◆ **Exercise aim**:
Pull out every line in the records below that contains the string "archway", copying each one unchanged.

— START —

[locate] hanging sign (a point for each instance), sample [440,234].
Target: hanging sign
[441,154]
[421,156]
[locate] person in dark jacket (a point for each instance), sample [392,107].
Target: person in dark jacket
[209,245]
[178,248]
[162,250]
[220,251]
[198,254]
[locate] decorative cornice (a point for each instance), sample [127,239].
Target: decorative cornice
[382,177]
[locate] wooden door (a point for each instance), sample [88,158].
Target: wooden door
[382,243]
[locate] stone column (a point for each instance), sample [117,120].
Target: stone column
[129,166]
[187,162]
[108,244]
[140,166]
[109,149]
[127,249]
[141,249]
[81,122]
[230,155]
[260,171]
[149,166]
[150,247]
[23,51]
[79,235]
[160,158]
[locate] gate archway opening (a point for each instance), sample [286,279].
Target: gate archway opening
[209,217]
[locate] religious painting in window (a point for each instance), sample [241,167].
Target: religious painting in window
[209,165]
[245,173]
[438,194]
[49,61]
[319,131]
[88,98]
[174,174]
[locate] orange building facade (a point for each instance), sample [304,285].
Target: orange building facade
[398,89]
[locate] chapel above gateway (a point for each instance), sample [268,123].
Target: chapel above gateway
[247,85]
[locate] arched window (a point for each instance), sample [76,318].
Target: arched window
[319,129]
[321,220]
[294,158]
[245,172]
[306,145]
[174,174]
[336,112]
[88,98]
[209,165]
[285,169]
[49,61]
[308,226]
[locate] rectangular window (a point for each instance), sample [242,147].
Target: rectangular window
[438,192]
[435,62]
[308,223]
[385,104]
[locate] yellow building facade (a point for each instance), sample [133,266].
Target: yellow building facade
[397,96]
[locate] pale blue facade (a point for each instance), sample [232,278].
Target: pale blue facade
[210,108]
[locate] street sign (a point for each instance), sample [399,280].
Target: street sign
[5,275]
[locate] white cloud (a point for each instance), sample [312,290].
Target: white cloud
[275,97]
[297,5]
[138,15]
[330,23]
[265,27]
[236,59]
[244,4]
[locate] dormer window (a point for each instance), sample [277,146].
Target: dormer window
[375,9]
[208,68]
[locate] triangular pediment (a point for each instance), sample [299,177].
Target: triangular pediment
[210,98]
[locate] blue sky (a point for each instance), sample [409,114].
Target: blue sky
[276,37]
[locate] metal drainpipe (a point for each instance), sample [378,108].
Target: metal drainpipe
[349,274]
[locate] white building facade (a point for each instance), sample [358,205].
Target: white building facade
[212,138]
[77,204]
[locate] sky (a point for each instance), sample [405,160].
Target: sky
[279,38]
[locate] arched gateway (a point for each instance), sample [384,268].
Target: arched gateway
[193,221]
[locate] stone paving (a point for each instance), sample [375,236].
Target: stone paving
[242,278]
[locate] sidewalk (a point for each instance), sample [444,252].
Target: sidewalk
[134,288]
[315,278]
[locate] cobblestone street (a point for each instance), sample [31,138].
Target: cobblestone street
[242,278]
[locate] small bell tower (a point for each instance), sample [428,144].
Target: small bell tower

— END —
— START —

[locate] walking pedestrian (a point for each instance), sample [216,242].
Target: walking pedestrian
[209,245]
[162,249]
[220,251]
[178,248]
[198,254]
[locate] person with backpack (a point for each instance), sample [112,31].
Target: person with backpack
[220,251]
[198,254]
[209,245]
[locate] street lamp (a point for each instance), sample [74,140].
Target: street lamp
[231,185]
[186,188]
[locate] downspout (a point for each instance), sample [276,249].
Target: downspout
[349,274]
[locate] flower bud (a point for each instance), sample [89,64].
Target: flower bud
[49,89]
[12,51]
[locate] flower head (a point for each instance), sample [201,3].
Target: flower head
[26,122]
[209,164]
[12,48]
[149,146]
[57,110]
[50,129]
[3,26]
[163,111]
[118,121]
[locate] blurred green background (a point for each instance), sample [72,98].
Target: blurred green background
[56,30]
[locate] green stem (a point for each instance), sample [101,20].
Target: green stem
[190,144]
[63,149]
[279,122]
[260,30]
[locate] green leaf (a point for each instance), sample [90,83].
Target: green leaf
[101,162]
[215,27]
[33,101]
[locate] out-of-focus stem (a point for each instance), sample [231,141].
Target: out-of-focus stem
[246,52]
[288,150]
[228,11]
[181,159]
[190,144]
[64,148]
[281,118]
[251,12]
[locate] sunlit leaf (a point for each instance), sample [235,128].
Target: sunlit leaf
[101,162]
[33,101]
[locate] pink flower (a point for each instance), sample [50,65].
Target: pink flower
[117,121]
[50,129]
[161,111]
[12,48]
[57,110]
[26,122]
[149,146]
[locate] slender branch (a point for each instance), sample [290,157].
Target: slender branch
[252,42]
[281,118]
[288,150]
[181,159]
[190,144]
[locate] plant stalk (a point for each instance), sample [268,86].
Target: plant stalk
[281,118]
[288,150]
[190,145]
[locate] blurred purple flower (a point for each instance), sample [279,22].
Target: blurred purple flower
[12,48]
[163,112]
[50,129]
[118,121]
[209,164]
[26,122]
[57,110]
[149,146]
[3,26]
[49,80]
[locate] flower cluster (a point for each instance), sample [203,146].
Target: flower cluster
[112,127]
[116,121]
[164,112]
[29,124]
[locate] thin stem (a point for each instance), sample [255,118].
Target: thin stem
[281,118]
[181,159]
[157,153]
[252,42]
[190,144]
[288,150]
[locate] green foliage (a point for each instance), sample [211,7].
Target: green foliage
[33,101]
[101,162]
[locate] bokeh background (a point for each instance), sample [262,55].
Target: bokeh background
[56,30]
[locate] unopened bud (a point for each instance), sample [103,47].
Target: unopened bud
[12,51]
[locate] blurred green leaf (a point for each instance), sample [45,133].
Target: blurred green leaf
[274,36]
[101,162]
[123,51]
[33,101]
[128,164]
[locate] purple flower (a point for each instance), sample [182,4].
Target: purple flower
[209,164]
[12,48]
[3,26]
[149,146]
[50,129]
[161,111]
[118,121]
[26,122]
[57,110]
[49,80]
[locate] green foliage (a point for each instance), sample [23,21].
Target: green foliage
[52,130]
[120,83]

— END —

◆ **The response**:
[locate] gate archway opening (a point for each instance), sample [286,279].
Target: gate archway opening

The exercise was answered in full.